"""

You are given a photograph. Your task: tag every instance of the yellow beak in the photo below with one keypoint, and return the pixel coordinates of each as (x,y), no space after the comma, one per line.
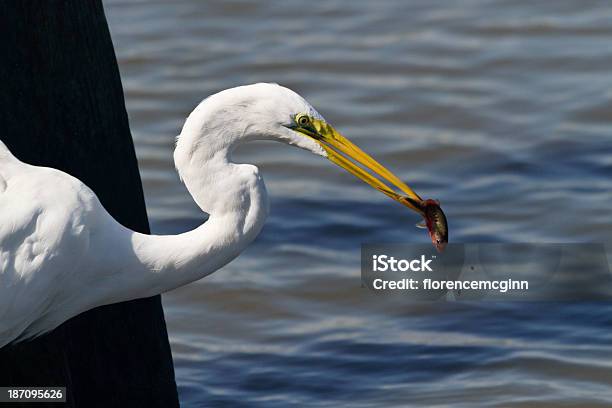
(347,155)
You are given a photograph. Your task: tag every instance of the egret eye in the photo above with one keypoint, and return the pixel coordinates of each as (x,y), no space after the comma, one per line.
(302,120)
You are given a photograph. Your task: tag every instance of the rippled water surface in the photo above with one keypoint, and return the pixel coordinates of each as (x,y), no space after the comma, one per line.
(501,109)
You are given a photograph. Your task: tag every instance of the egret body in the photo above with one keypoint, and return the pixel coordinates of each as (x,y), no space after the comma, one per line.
(62,253)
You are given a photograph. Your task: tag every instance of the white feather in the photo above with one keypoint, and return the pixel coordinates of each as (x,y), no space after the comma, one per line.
(61,253)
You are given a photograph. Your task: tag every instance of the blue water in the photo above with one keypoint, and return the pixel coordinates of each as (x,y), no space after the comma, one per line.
(500,109)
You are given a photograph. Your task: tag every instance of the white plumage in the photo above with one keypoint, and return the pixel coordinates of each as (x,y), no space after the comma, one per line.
(61,253)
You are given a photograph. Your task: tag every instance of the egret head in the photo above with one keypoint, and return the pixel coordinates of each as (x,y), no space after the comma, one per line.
(273,112)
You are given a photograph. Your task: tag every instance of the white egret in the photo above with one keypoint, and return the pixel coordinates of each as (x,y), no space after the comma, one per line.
(61,253)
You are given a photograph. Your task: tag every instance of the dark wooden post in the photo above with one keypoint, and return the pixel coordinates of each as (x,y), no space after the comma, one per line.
(61,105)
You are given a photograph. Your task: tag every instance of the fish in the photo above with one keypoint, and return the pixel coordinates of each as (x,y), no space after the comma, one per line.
(435,222)
(434,219)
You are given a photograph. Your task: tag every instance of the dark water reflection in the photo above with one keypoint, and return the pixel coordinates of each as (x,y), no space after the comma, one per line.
(501,109)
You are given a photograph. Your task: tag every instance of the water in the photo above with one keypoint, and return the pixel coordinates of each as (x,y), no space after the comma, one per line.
(501,109)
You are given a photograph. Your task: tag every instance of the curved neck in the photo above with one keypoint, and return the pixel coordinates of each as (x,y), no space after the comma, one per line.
(235,198)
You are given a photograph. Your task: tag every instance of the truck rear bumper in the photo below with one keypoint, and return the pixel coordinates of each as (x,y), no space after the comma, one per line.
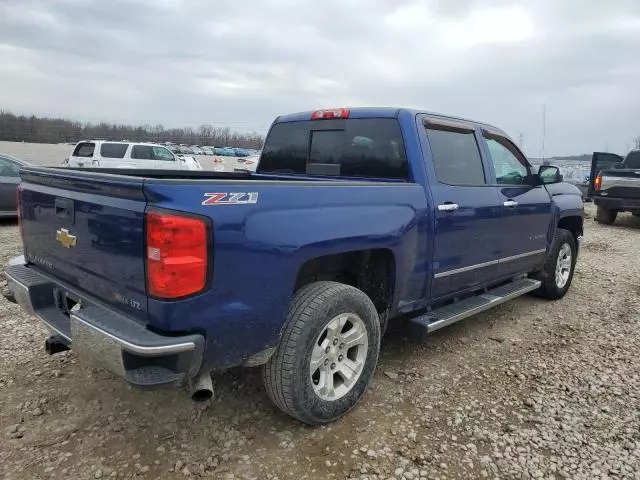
(617,203)
(105,336)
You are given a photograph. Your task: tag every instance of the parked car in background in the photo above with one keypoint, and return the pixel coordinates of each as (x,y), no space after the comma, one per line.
(106,154)
(616,185)
(9,180)
(354,218)
(249,163)
(241,152)
(228,152)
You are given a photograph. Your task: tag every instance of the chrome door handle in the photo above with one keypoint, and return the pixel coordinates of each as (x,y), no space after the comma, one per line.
(448,207)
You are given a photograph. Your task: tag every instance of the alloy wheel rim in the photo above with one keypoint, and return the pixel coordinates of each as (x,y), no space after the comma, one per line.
(563,265)
(338,356)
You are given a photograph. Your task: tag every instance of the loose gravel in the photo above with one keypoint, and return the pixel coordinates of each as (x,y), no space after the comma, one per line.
(532,389)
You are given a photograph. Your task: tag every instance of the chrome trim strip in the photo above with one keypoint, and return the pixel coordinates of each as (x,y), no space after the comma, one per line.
(488,264)
(523,255)
(492,301)
(139,349)
(466,269)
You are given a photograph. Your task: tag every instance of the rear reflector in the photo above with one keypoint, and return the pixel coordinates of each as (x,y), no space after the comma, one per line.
(597,183)
(177,255)
(326,114)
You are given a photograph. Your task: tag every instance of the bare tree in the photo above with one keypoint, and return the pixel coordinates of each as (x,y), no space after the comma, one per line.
(23,128)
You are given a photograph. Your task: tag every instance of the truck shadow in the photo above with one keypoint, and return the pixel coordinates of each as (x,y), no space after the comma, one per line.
(625,221)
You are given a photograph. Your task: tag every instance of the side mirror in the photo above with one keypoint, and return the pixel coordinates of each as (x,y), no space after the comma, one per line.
(549,174)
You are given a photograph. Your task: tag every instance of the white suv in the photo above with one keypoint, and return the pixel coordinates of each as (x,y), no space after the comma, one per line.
(106,154)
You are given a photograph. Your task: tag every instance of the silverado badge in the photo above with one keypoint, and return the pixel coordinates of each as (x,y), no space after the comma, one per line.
(65,238)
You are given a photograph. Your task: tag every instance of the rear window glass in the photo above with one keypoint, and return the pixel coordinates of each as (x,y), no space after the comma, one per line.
(632,160)
(371,147)
(84,150)
(141,152)
(113,150)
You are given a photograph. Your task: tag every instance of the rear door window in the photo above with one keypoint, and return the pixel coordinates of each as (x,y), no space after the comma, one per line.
(371,147)
(456,157)
(510,165)
(141,152)
(84,149)
(113,150)
(632,160)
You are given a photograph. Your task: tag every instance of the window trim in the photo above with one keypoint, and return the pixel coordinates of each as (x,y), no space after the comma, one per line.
(133,147)
(512,148)
(173,156)
(461,129)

"""

* [Required action]: When you copy the data above, keep each line exact and omit the pictures.

* [Result of the exercise]:
You are given a photograph. Your task: tag every instance of the yellow beak in the photo below with one keypoint, and return the pixel coordinates of each as (x,y), no space after the comma, one per line.
(347,155)
You are given a photograph. Your task: tag every instance of the egret eye in the photo above with one keypoint, and return the pixel coordinates of each as (x,y), no space after the comma, one per line.
(302,120)
You are given a photograph. Your task: tag every instance of the rippled water surface in the photo above with one keypoint, and return the pixel coordinates of each as (x,y), no space after the comma, one per line.
(501,109)
You are given a photograph. Your task: tag every instance of the egret body in the photo above with one keypoint, and return the pixel coordinates of each as (x,y), no space after the comma, one per line.
(62,253)
You are given a photograph. Your task: tag every instance of the white feather in the photo above with one keypoint, and return the pixel coordinates of each as (x,y), no space after the comma, one per line.
(61,253)
You are given a photograph. Your task: tag every instance of the blue water in the photo above with one keypoint, and return the pixel coordinates of each as (x,y), no space after the comma, one per line.
(500,109)
You are given a photograph. Your task: tag every instance of the white plumage in the photo above with one keypoint, and return the pixel coordinates of each as (x,y), no space after the comma, one per line.
(61,253)
You are given a photograph. Your task: tag every instance of the egret head in the photo above with one keypoint, and return the pixel coordinates of each as (x,y), no space after the comma, one per line.
(273,112)
You are given a photograph. Your task: tag every instance of the white egret in the photo above with one keypoint, and return the pixel coordinates of each as (x,y), no space after the comma, one per line.
(61,253)
You are given a photograph. Your task: tag every instance of the dark wooden post in the photo above with one keypoint, and return the pixel coordinates of each as (x,y), no space after the comma, one per line.
(61,105)
You are given a photograph. Your task: tag every instance of the fish in the photo above with one keypoint, and return the pixel coordinates of each as (x,y), no space after the comma, one per line.
(435,222)
(434,219)
You are given a photograph. Your task: tag every instance of the dark water reflection in the photo above with one keypoint, and return the pixel coordinates of each as (x,y), no space after the comma, one per line.
(501,109)
You are given a photograph. Your task: tag every instance of the water in the photo above with one keypoint, and return the pixel coordinates of each as (x,y), no space after the comma, one per line.
(501,109)
You are given a photograph. Your task: tag every instance of the curved neck in the photo above with one keypoint, and return the pixel coordinates of each as (x,y), no space after the comma, one per line.
(235,198)
You are given a photograph. Your task: tag every instance of the truck rear bumper in the photo below with one keypoint, and return the pixel coordinates of each as (x,y), no space after the comma, one per line.
(617,203)
(105,336)
You are given a photograph. Your task: tag every instance of the parked car in background in the photo above with one keypoint, and return the pixel coordinates of each as (x,y), no space after the comma, one per line.
(106,154)
(616,185)
(9,180)
(354,218)
(249,163)
(241,152)
(228,152)
You are given a photograph. Your task: tag every instance of the chrome door handle in the photo above with one keypoint, and return the pixel coordinates of each as (x,y), no space after the comma, one per line.
(448,207)
You are given a photograph. Your task: tag every instance of the alloy wheel rim in the photo above with one keypoint, and return the pixel coordinates of each as (x,y), no space after the comma, one per line.
(563,265)
(338,356)
You are given a photograph. Your task: tag every instance of the loose gravel in the photo above with one keypoint, and return the pixel coordinates of each as (x,y), no space after the comma, one per line.
(532,389)
You are given a photograph. Your task: tag every instance of the chrome trim strip in the photo above with one keypoint, and return the pixel coordinates of each as (x,y), no space after the comma, one per line.
(488,264)
(523,255)
(492,301)
(139,349)
(466,269)
You are given a photograph. Your task: tag every instance of the rear reflector in the photo above with one keypoint, and return the pixel coordinates of each as (x,y), no space after the comma, one per line.
(597,183)
(177,255)
(326,114)
You are given a photograph. Your task: tag every instance of the bare tree in the photo above with one keypoint, and return the pixel coordinates of each as (x,y), no space after the comma, one per line.
(23,128)
You are given a photograph. Your task: tag every instance of the truck shadow in the photo above with one keypoint, and return the pixel coordinates of each as (x,y), no space after the comma, one per line.
(625,221)
You are given a photograph. Your task: tag every instance of the side mirror in the photo above with one keypoint, and return the pixel coordinates of each as (x,y), no space after the comma, one per line.
(549,174)
You are given a photograph. Your task: tag every instance of the white suv in the photo above with one keypoint, and return the pixel coordinates of each as (x,y), no space after the comma, one per line.
(106,154)
You are given a photograph. Your task: tag every instance of the silverado badge in the photo above with one keypoint, and return the pixel coordinates of each as (x,y), no space after the comma, one per line.
(65,238)
You are given a photograph. Your task: tag every instance of the rear window glass in the photo above with one keypoint, and return the pixel coordinates of each as (x,y), no space after the comma, one per line.
(632,160)
(371,147)
(84,150)
(141,152)
(113,150)
You are given a photograph. Your task: tag every instance of the rear door window in the photo above with one keypoint, and return the pixel coordinates of each as (x,y), no space after the comma, one per line.
(371,147)
(456,157)
(510,165)
(141,152)
(84,149)
(113,150)
(632,160)
You are given a photograph. Your task: tag every instance of the window trim in the photo above with one keypoint, and return the pixel coordinates of each as (x,y), no space after the comma, one per line.
(133,147)
(512,148)
(173,156)
(461,129)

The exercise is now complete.